**What is needed:** Number every line of the material below, leaving out any blank lines.

**Information shown:**
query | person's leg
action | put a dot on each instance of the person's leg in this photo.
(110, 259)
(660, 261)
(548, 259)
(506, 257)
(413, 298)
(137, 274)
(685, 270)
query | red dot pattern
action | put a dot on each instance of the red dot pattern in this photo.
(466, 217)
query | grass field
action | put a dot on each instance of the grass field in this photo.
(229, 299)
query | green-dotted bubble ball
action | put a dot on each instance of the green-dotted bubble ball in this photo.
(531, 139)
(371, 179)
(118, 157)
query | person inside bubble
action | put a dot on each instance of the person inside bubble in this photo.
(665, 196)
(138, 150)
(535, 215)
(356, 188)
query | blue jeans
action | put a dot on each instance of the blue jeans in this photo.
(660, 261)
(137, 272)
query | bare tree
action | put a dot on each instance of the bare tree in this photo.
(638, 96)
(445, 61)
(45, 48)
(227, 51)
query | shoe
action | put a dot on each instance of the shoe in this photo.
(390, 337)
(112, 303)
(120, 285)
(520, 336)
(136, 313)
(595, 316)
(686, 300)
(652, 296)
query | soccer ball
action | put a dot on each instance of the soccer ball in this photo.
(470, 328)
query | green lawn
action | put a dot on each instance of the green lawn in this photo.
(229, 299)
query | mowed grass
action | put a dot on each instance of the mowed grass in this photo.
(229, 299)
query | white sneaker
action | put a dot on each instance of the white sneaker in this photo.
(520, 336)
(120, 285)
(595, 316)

**Full solution:**
1. query | person's leg
2. action | put a dot on each instance of the person's leg in this photo.
3. (110, 259)
4. (660, 261)
5. (548, 259)
6. (506, 257)
7. (413, 298)
8. (137, 274)
9. (685, 270)
10. query | red dot pattern
11. action | put a dot on each instance of the red dot pattern in this photo.
12. (466, 217)
13. query | grass field
14. action | put a dot on each instance of the grass field in this photo.
15. (229, 299)
16. query | green-dotted bubble ball
17. action | put a dot on each instance of the green-dotted bubble ball in this photo.
18. (531, 139)
19. (371, 179)
20. (118, 157)
21. query | person inside bubble
22. action | put a dot on each instance of the person inside bubble in this photo.
23. (665, 196)
24. (138, 150)
25. (535, 215)
26. (356, 188)
27. query | blue jeans
28. action | put a dot on each instance of the blue jeans in this photo.
29. (660, 261)
30. (137, 272)
31. query | bare tree
32. action | put a dot on each instance of the bare tree in this photo.
33. (638, 96)
34. (445, 61)
35. (45, 48)
36. (227, 51)
37. query | shoe
38. action | put a dot on each instance of the shoe in this photo.
39. (390, 337)
40. (112, 303)
41. (120, 285)
42. (520, 336)
43. (136, 313)
44. (595, 316)
45. (686, 300)
46. (652, 296)
47. query | soccer ball
48. action | put a dot on each instance of the soccer ball in this photo.
49. (470, 328)
50. query | green lawn
51. action | put a dot on each instance of the green lawn in this photo.
52. (229, 299)
53. query | mowed grass
54. action | put a dot on each instance of the mowed grass in this photo.
55. (229, 299)
56. query | white sneaker
57. action | put a dot on each instance of the white sneaker in this photo.
58. (520, 336)
59. (120, 285)
60. (595, 316)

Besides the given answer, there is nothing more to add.